Format every line of the items below as a JSON list of strings, one string per line, leaving out blank lines and the pictures.

-- Start INPUT MATERIAL --

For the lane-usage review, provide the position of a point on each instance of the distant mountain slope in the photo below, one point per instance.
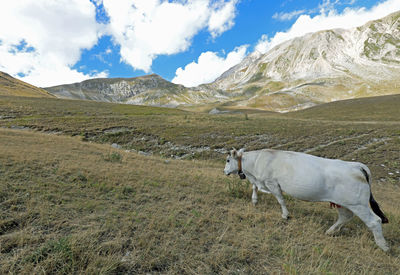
(145, 90)
(321, 67)
(14, 87)
(302, 72)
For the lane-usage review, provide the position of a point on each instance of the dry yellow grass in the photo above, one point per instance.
(69, 206)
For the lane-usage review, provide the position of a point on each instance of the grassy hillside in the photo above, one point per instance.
(381, 108)
(13, 87)
(69, 206)
(70, 203)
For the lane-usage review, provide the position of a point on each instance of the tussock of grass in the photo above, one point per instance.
(65, 209)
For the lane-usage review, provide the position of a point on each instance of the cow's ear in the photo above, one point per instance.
(234, 153)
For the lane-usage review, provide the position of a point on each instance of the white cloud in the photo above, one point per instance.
(329, 18)
(221, 18)
(284, 16)
(209, 66)
(40, 40)
(149, 28)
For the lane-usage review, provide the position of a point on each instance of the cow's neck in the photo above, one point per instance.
(248, 163)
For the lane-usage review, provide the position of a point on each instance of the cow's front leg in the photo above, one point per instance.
(254, 195)
(277, 192)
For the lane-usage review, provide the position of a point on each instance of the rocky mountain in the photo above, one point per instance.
(320, 67)
(302, 72)
(14, 87)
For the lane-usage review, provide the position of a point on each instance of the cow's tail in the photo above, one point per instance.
(374, 205)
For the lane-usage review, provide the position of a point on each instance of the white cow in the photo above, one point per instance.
(310, 178)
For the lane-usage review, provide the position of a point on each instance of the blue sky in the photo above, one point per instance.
(48, 42)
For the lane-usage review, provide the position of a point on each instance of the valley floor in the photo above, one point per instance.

-- End INPUT MATERIAL --

> [RESPONSE]:
[
  "For the lane-usage review, provide the position of a point on each instance of the distant mountain slope in the photo below, one point per instance.",
  "(145, 90)",
  "(321, 67)",
  "(14, 87)",
  "(302, 72)",
  "For the lane-usage review, provide the position of a point on each instance of the dry yellow grass in the photo above, one point per instance.",
  "(69, 206)",
  "For the lane-usage review, provide the position of a point on each instance of the grassy hillside in the photo above, one point per instance.",
  "(381, 108)",
  "(13, 87)",
  "(69, 206)",
  "(70, 203)",
  "For the lane-usage review, provide the position of a point on each instance of the tussock of grass in the photo above, one point per instance.",
  "(65, 209)",
  "For the lane-usage review, provide the position of a point on each instance of the cow's ear in the photo above, one point per instance.",
  "(234, 153)",
  "For the lane-usage review, provide the position of a point on each instance of the white cloud in the photo above, one point per instance.",
  "(329, 18)",
  "(221, 18)",
  "(284, 16)",
  "(209, 66)",
  "(40, 40)",
  "(149, 28)",
  "For the lane-usage review, provide the position of a point on each instance of the cow's neck in the photo above, one point per instance.",
  "(248, 163)",
  "For the lane-usage review, provide the position of a point on each instance of the cow's front leg in the photo above, one point per instance.",
  "(254, 195)",
  "(277, 192)",
  "For the lane-usage review, provide the position of a point on each instance of the rocky mountain in the photo above, one point per instance.",
  "(320, 67)",
  "(302, 72)",
  "(14, 87)",
  "For the lane-usage review, provide the position of a point on each instance of the cow's tail in the photo above, one point per instance.",
  "(374, 205)",
  "For the lane-usage review, provide the position of a point on each instance of the white cow in the photo above, one point per instance.",
  "(310, 178)",
  "For the lane-usage review, provide the position of a point on each instance of the blue sky in the photo above, one point per instance.",
  "(48, 42)",
  "For the lane-usage review, provide the position of a point on each instance of the valley floor in the photo above, one point per instance."
]